** Opening Records block **

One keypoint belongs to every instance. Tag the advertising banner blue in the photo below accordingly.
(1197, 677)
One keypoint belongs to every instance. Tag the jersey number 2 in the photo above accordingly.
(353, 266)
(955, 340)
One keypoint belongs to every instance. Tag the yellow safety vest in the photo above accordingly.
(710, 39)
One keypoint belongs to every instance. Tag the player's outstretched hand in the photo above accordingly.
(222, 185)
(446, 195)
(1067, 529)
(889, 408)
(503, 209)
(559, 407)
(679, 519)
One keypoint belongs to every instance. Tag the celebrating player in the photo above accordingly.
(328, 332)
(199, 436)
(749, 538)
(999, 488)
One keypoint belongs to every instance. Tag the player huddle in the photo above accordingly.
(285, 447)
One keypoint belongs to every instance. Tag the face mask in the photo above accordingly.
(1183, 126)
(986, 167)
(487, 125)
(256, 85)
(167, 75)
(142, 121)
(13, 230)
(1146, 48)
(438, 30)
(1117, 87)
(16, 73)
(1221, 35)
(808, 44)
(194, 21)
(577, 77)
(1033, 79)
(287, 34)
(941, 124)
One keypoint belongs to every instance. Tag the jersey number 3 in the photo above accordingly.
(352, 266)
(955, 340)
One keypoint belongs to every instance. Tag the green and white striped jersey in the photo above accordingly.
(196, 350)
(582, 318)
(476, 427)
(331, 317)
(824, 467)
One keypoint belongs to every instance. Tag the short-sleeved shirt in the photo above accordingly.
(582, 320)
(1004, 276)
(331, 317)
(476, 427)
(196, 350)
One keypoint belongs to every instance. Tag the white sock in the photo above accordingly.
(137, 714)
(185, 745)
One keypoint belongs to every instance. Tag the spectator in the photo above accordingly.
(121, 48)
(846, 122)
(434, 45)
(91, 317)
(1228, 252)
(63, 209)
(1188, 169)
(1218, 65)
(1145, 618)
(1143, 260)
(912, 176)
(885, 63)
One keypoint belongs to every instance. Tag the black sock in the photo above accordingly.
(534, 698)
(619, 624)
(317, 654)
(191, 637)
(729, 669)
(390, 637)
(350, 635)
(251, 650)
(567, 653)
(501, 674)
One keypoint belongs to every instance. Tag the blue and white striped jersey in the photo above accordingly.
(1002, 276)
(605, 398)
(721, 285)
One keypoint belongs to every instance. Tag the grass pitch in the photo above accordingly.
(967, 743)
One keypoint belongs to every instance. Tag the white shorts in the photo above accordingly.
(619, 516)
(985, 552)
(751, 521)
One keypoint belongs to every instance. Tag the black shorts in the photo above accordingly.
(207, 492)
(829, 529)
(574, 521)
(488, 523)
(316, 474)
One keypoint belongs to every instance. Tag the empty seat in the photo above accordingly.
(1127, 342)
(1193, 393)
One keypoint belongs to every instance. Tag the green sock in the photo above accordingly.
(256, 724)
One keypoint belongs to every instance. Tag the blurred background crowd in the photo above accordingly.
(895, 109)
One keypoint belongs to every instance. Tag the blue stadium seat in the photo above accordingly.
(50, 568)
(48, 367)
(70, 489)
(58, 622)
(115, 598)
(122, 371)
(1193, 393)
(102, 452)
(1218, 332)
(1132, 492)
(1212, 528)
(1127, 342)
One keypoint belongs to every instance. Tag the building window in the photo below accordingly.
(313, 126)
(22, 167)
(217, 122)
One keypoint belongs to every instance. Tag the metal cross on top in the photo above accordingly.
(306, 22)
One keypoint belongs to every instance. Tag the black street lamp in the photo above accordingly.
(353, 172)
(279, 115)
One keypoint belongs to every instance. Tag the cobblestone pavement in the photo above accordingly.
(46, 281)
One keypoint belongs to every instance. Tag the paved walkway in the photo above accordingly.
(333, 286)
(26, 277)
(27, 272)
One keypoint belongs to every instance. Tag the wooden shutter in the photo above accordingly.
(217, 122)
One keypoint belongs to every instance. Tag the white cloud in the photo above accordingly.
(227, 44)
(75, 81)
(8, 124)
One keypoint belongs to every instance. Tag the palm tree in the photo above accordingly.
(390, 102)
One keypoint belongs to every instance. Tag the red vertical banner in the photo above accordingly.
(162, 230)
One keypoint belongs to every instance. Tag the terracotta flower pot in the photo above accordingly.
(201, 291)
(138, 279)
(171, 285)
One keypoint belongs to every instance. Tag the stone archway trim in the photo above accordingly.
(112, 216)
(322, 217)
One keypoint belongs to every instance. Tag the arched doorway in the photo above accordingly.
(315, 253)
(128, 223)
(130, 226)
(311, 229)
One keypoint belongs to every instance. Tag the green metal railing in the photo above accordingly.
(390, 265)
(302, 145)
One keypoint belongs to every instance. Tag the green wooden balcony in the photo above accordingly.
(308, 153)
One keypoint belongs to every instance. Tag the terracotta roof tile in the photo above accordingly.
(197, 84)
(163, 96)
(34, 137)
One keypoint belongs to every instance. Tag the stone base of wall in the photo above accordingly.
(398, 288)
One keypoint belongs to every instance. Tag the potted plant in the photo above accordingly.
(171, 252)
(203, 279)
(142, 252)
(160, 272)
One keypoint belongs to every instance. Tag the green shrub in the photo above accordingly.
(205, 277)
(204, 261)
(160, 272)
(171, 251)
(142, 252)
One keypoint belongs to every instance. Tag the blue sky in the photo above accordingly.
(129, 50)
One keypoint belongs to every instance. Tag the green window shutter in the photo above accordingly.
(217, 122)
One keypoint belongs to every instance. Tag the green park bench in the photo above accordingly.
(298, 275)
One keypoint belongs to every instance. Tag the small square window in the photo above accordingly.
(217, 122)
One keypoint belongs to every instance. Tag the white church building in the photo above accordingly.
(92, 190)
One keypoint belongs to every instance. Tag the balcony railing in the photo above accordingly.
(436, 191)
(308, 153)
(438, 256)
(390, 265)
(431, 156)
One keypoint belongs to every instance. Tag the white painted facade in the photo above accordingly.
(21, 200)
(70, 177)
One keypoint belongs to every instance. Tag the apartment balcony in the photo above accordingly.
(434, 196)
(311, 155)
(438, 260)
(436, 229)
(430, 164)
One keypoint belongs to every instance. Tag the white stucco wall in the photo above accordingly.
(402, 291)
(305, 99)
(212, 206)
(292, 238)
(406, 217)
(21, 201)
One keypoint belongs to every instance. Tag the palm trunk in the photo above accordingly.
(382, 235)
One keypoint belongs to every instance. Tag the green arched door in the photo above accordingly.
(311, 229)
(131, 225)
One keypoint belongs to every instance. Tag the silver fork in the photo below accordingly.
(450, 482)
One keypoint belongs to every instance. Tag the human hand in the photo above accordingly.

** Closing Records block **

**Your objective:** Transcribe each entry precisely, missing none.

**Expected answer:**
One keypoint belongs to every instance. Tag the advertising banner blue in the photo below accordingly.
(1197, 677)
One keypoint belongs to every instance. Tag the jersey number 2 in the photo above accordingly.
(353, 266)
(955, 340)
One keypoint belongs to every instance. Tag the yellow safety vest in the photo above accordingly.
(710, 39)
One keypoint belongs to every instance. Tag the player's outstretched hand in the photo above accordingly.
(222, 185)
(446, 195)
(1067, 529)
(889, 408)
(503, 209)
(559, 407)
(679, 519)
One keypoint belongs to every instance. Tag the celebrating player in the photo above accordingly.
(328, 332)
(199, 436)
(749, 538)
(999, 488)
One keypoint belongs to every instance. Tag the player huddle in the photo above accordingly.
(285, 447)
One keypoint belongs to every instance. Tag the face mask in the photo above accordingly.
(1183, 126)
(986, 167)
(487, 125)
(256, 85)
(167, 75)
(142, 121)
(13, 230)
(1146, 48)
(438, 30)
(1117, 87)
(16, 73)
(1221, 35)
(808, 44)
(194, 21)
(577, 77)
(1033, 79)
(287, 34)
(941, 124)
One keypoint belongs to every instance. Tag the jersey number 3 in the photo above accordingly.
(352, 266)
(955, 340)
One keypoint belongs to every instance. Tag the green and white striped jersey in the photo above accordingly.
(196, 350)
(582, 318)
(476, 427)
(331, 317)
(824, 467)
One keypoint belongs to every instance. Tag the short-sleeved shirt in the photo above accordingly.
(582, 320)
(1004, 276)
(331, 317)
(476, 427)
(196, 350)
One keypoint belongs to every instance. Tag the white sock in the photo above accordingly.
(137, 714)
(185, 745)
One keypoint belongs to every instance. Tag the spectator in the photo above accordingly.
(121, 48)
(846, 122)
(434, 45)
(91, 317)
(1228, 252)
(63, 209)
(1188, 169)
(1218, 65)
(1145, 618)
(1143, 260)
(912, 176)
(885, 63)
One keypoint belongs to every instance. Tag the black sock in the photo above accordingly.
(534, 698)
(619, 624)
(317, 654)
(191, 637)
(729, 669)
(390, 637)
(350, 635)
(251, 650)
(567, 653)
(501, 674)
One keypoint belongs to every instance. Tag the blue and white striped jersey in the photo above accordingly.
(1002, 276)
(605, 398)
(721, 285)
One keypoint belongs to every instance. Tag the grass pitch in the photo above accordingly.
(967, 743)
One keypoint belongs to every instance. Tag the white shorts in the photo above accordingly.
(619, 516)
(985, 552)
(751, 521)
One keypoint belongs to every instance. Tag the black shorts in the photo above accordingly.
(207, 492)
(829, 529)
(574, 521)
(488, 523)
(316, 474)
One keypoint belongs to every instance. Tag the empty seat in the photo above accordingly.
(1127, 342)
(1193, 393)
One keypoint belongs to every instance. Tag the green sock in the photo above accordingly.
(256, 724)
One keypoint belongs to every instance. Tag the blurred background crowd in the photo above accordingly.
(895, 109)
One keypoint belongs to every instance. Tag the blue stadium seat in the photo above accordingly.
(50, 568)
(48, 367)
(70, 489)
(58, 622)
(115, 598)
(122, 371)
(1193, 393)
(102, 452)
(1218, 332)
(1132, 492)
(1212, 528)
(1127, 342)
One keypoint belongs to every instance. Tag the building window in the photo below accordingly.
(313, 126)
(22, 167)
(217, 122)
One keypoint belongs to every instance. Tag the metal cross on top in the photo above accordingly.
(306, 22)
One keypoint belongs to every instance. Tag the black street lamp in the photo above accordingly.
(353, 172)
(279, 115)
One keypoint belongs to every instance. Tag the cobblestone pavement in the photo above accordingly.
(46, 281)
One keypoint belongs to every instance. Tag the paved walkway in the photo above accordingly.
(333, 286)
(26, 277)
(27, 272)
One keypoint belongs to every instance. Tag the wooden shutter in the photo above accordingly.
(217, 122)
One keypoint belongs to every instance. Tag the white cloud in the photo above accordingly.
(227, 44)
(75, 81)
(8, 124)
One keypoint belongs to every instance. Tag the palm tree in the photo above accordingly.
(390, 102)
One keypoint belongs to every instance. Tag the red vertical banner in the photo above accordingly.
(162, 230)
One keypoint belongs to every instance. Tag the terracotta flower pot in the photo above accordingly.
(201, 291)
(138, 279)
(171, 285)
One keypoint belongs to every instance. Tag the stone archway trim in the photo above accordingly.
(112, 216)
(322, 217)
One keypoint belongs to every instance. Tag the arched doorway in the photo above accordingly.
(315, 253)
(128, 223)
(130, 226)
(311, 229)
One keypoint belongs to every instance. Tag the green metal railing in the photo above accordingly.
(390, 265)
(302, 145)
One keypoint belongs to every instance. Tag the green wooden balcony in the photo above accordingly.
(308, 153)
One keypoint belongs to every instance. Tag the terracotta roof tile in the photo above accordingly.
(197, 84)
(163, 96)
(34, 137)
One keypoint belongs to every instance. Tag the stone base of wall in the photo above accordingly.
(398, 288)
One keypoint belongs to every instance. Tag the potted plant in the photo above accordingly.
(171, 252)
(203, 279)
(142, 252)
(160, 272)
One keypoint belongs to every instance. Tag the green shrub in the photo above accordingly.
(205, 277)
(204, 261)
(160, 272)
(171, 251)
(142, 252)
One keypoint belongs to every instance. Tag the blue sky in the photo above accordingly.
(129, 50)
One keypoint belongs to every instance. Tag the green window shutter in the photo above accordingly.
(217, 122)
One keypoint belongs to every instance. Tag the green park bench in the photo above accordingly.
(298, 275)
One keypoint belongs to every instance. Tag the small square window in the photo above accordingly.
(217, 122)
One keypoint belongs to every instance. Tag the white church building in the photo above accordingly.
(92, 190)
One keypoint belongs to every instance. Tag the balcony railing in the photo above accordingly.
(436, 191)
(308, 153)
(438, 256)
(390, 265)
(431, 156)
One keypoint belongs to every instance. Tag the white painted facade in the photo above accordingly.
(21, 200)
(70, 177)
One keypoint belongs to every instance. Tag the apartment balcony in the photo above accordingly.
(434, 196)
(311, 155)
(438, 260)
(436, 229)
(430, 164)
One keypoint belongs to every instance. Tag the white stucco wall in the photo above accordingly.
(402, 291)
(305, 99)
(212, 206)
(292, 238)
(406, 217)
(21, 201)
One keypoint belongs to every instance. Tag the palm trunk in the photo above accordingly.
(382, 235)
One keypoint belongs to every instance. Tag the green arched door in the photo above accordingly.
(311, 229)
(131, 225)
One keypoint belongs to every instance. Tag the silver fork in the photo below accordingly.
(450, 482)
One keypoint belongs to every instance. Tag the human hand in the photo above accordingly.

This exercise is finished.